TO DO
Please report every line in the entries that contains the string "rule".

START DATA FOR THIS EXERCISE

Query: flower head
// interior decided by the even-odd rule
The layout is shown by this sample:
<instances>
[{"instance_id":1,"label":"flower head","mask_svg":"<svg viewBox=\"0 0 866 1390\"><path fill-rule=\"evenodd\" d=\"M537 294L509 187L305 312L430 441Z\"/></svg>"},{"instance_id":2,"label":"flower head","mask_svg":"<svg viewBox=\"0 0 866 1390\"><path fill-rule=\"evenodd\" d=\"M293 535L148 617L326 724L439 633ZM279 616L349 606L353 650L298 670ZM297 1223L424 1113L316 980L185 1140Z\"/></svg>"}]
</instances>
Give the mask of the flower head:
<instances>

END DATA FOR THIS EXERCISE

EXPECTED ANSWER
// interior decided by the even-odd rule
[{"instance_id":1,"label":"flower head","mask_svg":"<svg viewBox=\"0 0 866 1390\"><path fill-rule=\"evenodd\" d=\"M537 294L509 187L305 312L430 441Z\"/></svg>"},{"instance_id":2,"label":"flower head","mask_svg":"<svg viewBox=\"0 0 866 1390\"><path fill-rule=\"evenodd\" d=\"M293 535L148 617L326 724L439 633ZM279 616L349 606L353 650L298 670ZM297 1223L424 1113L316 980L185 1140Z\"/></svg>"}]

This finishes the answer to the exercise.